-------- Dataset entries

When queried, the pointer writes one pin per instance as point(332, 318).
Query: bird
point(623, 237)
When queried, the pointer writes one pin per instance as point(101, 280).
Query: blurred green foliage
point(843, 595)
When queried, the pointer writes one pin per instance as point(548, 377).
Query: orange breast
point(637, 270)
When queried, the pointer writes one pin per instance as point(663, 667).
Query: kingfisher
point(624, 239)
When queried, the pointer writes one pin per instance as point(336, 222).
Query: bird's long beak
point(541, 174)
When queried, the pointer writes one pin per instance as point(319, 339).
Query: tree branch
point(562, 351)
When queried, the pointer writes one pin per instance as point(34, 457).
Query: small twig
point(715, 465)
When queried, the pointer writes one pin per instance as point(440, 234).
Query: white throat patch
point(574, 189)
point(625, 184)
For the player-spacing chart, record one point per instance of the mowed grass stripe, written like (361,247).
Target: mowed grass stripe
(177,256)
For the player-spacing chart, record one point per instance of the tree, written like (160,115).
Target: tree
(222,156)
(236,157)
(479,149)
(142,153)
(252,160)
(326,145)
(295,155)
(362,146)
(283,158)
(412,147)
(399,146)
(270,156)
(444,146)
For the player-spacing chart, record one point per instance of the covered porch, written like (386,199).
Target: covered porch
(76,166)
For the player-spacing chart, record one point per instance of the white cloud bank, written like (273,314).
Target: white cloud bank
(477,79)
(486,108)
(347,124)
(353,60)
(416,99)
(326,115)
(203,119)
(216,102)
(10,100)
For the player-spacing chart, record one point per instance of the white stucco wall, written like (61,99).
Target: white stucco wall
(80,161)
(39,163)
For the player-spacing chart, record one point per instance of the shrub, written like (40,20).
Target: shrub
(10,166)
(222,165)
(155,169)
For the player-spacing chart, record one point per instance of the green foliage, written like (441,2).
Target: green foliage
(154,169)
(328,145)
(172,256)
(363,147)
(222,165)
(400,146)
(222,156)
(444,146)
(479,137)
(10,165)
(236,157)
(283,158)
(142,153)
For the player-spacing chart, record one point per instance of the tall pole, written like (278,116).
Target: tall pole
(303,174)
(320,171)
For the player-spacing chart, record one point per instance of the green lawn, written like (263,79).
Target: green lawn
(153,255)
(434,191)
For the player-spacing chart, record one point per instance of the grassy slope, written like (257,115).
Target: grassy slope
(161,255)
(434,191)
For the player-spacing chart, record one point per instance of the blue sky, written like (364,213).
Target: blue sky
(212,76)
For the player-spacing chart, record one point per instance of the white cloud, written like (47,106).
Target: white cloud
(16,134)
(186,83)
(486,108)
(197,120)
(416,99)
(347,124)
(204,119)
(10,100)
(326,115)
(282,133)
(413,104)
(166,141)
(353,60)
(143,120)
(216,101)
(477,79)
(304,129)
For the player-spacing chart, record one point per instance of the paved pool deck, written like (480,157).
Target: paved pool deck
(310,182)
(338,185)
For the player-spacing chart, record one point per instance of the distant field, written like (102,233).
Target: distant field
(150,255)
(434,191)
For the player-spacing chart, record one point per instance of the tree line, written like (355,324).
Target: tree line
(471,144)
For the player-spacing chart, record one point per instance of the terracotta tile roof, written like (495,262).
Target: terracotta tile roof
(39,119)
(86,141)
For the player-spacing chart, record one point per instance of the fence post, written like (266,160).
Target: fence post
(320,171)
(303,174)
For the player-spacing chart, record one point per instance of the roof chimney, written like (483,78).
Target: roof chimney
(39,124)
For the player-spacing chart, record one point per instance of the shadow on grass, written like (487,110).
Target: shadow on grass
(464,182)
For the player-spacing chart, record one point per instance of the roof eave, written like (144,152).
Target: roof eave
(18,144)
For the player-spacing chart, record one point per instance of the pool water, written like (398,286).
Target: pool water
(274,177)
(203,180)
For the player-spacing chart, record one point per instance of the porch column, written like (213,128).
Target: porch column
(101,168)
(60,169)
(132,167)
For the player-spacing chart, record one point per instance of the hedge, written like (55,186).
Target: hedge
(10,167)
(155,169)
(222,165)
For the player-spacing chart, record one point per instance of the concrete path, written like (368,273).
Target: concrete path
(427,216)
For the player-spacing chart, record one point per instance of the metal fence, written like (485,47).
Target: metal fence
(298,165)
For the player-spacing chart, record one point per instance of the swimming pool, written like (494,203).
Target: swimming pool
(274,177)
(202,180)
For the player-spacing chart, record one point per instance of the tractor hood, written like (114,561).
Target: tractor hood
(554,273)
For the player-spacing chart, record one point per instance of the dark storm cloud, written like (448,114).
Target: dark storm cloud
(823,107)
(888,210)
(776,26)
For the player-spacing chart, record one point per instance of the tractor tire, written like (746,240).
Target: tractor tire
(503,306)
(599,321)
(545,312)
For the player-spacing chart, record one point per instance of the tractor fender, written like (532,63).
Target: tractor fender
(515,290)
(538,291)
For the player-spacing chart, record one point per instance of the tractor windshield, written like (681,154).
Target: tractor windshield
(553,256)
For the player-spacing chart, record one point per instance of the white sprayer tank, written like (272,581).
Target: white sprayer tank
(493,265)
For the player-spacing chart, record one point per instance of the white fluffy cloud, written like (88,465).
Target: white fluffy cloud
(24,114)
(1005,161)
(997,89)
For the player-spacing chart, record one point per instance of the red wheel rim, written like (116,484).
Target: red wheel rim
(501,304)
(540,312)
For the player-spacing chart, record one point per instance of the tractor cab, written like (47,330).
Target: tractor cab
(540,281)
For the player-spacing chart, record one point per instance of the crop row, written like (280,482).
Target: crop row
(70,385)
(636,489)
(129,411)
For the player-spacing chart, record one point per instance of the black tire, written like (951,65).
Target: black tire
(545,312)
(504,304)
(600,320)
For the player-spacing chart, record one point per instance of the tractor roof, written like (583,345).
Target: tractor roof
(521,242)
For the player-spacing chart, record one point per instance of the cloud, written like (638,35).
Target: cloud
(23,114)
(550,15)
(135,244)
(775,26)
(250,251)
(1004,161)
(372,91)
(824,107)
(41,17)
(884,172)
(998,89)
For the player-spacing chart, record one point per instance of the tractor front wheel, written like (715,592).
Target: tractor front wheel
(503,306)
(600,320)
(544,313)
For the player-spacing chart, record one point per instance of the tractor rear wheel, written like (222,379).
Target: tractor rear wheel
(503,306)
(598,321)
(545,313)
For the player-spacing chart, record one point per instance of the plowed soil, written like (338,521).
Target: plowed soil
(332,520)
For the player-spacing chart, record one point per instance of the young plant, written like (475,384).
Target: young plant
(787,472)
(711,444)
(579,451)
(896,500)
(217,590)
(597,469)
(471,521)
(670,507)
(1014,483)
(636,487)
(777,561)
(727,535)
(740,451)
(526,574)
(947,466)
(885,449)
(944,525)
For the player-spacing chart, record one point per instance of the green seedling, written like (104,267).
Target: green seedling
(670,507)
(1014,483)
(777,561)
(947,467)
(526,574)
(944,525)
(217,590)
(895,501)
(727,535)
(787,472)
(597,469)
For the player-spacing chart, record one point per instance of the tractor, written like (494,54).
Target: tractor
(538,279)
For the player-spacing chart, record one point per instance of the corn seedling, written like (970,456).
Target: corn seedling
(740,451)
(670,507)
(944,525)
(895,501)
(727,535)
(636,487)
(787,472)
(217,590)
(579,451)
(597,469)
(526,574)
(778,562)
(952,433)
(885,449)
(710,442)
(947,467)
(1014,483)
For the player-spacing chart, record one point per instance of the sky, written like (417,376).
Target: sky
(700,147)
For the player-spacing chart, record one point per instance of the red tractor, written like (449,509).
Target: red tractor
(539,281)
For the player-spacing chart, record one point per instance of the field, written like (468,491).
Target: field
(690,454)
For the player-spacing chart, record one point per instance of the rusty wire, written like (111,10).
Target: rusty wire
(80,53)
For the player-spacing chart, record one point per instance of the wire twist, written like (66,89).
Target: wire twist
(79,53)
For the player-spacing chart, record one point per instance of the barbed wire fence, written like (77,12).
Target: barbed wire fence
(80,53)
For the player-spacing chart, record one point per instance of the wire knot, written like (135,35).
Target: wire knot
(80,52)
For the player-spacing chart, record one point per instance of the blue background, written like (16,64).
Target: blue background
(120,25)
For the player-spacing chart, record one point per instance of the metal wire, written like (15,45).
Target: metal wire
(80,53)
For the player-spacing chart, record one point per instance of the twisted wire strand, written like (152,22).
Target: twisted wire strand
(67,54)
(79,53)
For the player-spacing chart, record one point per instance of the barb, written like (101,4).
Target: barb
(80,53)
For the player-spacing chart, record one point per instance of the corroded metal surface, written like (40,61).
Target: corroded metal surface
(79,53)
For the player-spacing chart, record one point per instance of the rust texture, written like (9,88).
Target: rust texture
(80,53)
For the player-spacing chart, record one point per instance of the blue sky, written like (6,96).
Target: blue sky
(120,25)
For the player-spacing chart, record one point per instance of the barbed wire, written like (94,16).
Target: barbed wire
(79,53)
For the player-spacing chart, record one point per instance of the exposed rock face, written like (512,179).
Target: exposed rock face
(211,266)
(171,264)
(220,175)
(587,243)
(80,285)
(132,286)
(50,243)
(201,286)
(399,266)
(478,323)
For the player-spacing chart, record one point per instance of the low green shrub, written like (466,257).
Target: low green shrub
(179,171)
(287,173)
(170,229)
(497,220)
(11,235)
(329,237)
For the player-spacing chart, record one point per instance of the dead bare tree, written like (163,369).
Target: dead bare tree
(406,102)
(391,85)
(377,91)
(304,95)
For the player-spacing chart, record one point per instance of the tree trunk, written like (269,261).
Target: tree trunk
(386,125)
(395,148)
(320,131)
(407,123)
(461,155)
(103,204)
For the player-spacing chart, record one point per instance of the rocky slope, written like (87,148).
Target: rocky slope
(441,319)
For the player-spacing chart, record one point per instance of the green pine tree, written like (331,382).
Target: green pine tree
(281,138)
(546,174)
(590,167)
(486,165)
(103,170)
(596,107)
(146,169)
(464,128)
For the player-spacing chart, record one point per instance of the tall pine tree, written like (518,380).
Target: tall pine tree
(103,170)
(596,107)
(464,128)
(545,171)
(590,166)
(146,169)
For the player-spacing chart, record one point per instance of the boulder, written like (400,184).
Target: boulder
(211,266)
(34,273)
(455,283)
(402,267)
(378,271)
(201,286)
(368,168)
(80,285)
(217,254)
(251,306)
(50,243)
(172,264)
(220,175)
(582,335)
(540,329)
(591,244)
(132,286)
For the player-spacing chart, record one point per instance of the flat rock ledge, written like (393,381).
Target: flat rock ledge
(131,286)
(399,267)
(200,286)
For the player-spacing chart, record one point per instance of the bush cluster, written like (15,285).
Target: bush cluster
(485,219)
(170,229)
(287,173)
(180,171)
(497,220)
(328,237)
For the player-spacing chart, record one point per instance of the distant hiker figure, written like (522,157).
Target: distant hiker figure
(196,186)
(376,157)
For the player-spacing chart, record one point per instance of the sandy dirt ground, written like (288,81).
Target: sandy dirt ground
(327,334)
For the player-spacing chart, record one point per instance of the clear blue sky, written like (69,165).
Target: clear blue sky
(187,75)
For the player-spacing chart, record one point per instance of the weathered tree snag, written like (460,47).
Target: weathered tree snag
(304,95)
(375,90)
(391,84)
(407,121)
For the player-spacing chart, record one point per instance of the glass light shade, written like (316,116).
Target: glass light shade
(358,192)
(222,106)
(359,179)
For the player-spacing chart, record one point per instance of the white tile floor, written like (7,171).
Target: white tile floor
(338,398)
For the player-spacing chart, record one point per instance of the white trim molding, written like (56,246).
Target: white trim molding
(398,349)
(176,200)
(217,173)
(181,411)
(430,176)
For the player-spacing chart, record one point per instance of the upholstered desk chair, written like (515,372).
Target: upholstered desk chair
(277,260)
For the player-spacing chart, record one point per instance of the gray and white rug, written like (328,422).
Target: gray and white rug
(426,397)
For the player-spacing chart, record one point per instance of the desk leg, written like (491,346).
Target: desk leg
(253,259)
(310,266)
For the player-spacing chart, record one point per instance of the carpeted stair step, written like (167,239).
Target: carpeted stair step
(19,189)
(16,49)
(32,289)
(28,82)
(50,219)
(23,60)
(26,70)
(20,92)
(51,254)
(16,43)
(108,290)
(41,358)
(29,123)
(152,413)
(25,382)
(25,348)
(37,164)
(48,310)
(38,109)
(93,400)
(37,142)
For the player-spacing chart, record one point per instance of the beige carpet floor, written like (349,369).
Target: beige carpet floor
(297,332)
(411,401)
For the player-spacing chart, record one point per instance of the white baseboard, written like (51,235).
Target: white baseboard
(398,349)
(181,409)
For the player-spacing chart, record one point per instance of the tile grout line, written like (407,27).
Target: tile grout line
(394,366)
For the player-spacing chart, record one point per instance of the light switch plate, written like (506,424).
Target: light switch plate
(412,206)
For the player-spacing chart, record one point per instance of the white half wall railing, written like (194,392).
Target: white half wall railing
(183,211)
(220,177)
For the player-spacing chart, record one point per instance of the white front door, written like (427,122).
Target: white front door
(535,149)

----------------

▸ Goal: Please quote nothing but the lines from the line with "written like (407,27)." through the end of the data above, exactly as written, ends included.

▸ Full output:
For the player-spacing chart, record one point per instance of the tile grout line, written like (407,27).
Target: tile grout line
(394,366)
For the player-spacing chart, record one point per instance of the light switch plate, written like (506,424).
Target: light switch plate
(412,206)
For the player-spacing chart, record one point per instance of the white half wall railing, written like (194,392).
Target: white half wall railing
(183,211)
(220,177)
For the player-spacing chart, record one point per instance of the white front door, written like (427,122).
Target: white front door
(535,149)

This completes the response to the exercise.